- _ARTICLE_
- - -
Life had a darker side for Charlie, he infamously came off heroin when Keith told him that he should ‘do this when you are older’. Keith the drug counselor and best friend! Can’t have Charlie turning into a fiend! Charlie followed in the footsteps of the jazz greats, jazz and smack go together like tea and cake, yet Charlie had the discipline to look around hell, and then get the heck outta there when the devil showed him some sympathy. Charlie was one of a kind, a rare beast, who could tame that primal beat and urge, but let it bleed when he needed to both on the stage, in the recording studio and in his private life. Control and fury. Feral and wild, yet correct and retrained. Louche, yet on top of the beat. Charlie was the best drummer this side of Joujouka.

Quiet, sophisticated Charlie who removed himself from the insanity of the Exile On Main Street recordings in the Côte d’Azur mansion, Nellcôte, instead choosing to stay in Vaucluse, several hours drive away from the makeshift dungeon-basement studio, never seemed to be a man who relished stardom. A lot is said about his restrained conversational style, his sophisticated saville row suits and his stable personal life – he married his wife Shirley in 1964 and they remained devoted to each other ever since. He is as intriguing for his lack of rock and roll instability, as he is for his drumming: but when all is said and done, it is his drumming that really matters.

The Stones set out to be the best blues band in London, a gaggle of underpaid practitioners of the Chicago blues living in squalor. They were missing a drummer, and what they found in Watts was that classical sound with that ancient edge. He didn’t have a huge drum kit, he wasn’t flashy until he had to be. What he did have was the ‘big jungle rhythm’ as Keith puts it in Life, that Bo Diddley lick, languid idiosyncratic jazz soaked sound, honkey-tonk white boys who play like they are from the Delta. Charlie was the real deal.

Finesse and power are the name of the game for the Stones rhythm team. Brian Jones became obsessed with the Master Musicians of Joujouka. The Master Musicians of Joujouka, are a thousands of year old group of Sufi drummers from Morocco, comprised of drummers who are descended from previous band members, all of whom have the same surname: Attar, meaning perfume maker.

This rich scent, this intoxicating beat from the Morrocan sufi mystics mixed its seductive aroma into the liquid of the Stones sound. There is nothing that sums up Charlie’s central position in the Stones, more than the Sympathy for the Devil banging on those drums of the ancients, bringing forth the Joujouka spirit, that wild goat boy in the fresh skin, running through the town waking up the people to the possibilities that lay beyond the veil of mundanity, and shared this love for their ancient primal shamanic power with Watts.

The Joujouka drummers are the oldest rock band in history, they have been around even longer than The Stones, in fact, they have been going on for thousands of years longer than the Stones! They found the secret to the ultimate longevity of a band that replaces itself and replenishes as time moves on. They hold the pulse of the universe. The beat of life. If the Chicago Bluesmen played to the beat of the trains and the rain, and the crossroads deals, the Joujouka drummers hold the secret of the heartbeat of this Earth in their hands. When the Stones found the Joujouka drummers is when it all got Goats Head Soup interesting.
- - -
- _DATASET EXTRACT_
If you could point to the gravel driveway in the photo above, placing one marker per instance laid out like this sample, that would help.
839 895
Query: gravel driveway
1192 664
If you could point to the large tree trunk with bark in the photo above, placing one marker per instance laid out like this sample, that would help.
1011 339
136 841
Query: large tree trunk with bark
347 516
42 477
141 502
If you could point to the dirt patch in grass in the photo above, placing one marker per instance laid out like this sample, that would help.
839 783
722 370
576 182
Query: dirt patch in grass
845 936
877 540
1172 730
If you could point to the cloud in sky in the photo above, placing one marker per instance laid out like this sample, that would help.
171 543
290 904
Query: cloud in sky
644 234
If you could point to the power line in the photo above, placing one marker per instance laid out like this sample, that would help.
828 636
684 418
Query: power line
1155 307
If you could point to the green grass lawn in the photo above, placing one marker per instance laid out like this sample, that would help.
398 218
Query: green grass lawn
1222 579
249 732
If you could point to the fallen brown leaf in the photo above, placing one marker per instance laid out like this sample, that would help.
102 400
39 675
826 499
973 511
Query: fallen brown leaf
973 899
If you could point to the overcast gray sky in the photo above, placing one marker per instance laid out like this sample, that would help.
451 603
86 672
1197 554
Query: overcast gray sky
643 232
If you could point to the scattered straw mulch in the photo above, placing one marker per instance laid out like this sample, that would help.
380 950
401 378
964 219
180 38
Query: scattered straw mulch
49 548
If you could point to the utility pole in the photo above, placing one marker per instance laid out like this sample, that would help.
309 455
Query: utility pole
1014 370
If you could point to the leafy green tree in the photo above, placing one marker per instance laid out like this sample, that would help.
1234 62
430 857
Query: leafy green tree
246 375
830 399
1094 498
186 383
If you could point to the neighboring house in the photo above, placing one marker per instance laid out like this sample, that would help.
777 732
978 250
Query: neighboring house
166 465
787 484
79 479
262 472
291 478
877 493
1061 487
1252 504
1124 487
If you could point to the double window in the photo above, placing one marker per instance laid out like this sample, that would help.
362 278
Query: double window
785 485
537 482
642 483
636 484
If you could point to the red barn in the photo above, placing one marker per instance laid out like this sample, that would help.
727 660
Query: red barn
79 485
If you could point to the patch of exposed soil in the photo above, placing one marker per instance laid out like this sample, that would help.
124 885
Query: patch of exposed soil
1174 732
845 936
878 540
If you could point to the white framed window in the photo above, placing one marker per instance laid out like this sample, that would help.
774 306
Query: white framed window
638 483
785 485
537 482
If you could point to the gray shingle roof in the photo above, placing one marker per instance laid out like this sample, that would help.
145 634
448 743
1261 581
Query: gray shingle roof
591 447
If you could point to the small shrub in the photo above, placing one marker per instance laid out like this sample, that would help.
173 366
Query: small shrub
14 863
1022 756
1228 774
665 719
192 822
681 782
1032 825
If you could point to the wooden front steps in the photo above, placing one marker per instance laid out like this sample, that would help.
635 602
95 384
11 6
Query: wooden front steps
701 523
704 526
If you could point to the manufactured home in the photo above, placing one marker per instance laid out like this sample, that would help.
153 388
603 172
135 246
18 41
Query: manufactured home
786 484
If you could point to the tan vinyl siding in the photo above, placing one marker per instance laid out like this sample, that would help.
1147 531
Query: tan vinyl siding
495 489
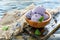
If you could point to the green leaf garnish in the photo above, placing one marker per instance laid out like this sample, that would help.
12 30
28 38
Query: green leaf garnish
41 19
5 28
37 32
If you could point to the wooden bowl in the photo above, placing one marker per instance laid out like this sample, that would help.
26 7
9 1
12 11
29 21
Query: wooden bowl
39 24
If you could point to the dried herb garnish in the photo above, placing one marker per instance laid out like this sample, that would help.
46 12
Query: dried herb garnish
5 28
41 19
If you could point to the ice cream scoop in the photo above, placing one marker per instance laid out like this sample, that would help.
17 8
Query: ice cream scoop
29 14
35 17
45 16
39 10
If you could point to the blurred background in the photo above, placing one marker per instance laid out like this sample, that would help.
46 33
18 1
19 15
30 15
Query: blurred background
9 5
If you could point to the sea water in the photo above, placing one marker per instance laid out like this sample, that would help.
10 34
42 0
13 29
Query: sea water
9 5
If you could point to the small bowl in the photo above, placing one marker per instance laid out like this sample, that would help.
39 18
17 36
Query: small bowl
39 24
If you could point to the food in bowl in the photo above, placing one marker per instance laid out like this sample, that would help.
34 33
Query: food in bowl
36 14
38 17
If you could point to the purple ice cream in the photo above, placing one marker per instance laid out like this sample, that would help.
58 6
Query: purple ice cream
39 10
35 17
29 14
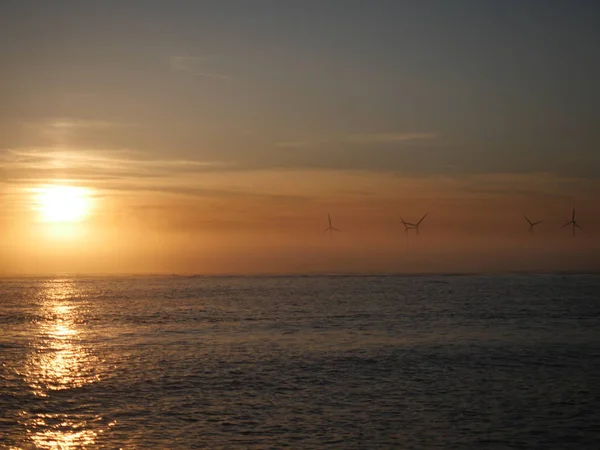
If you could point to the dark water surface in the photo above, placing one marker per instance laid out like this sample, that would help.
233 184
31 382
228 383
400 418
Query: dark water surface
- - -
List every individual person named in the piece about Charlie Watts. Nothing in the records is needed here.

- _THE SOLUTION_
Charlie Watts
Keith
Shirley
Bo Diddley
Brian Jones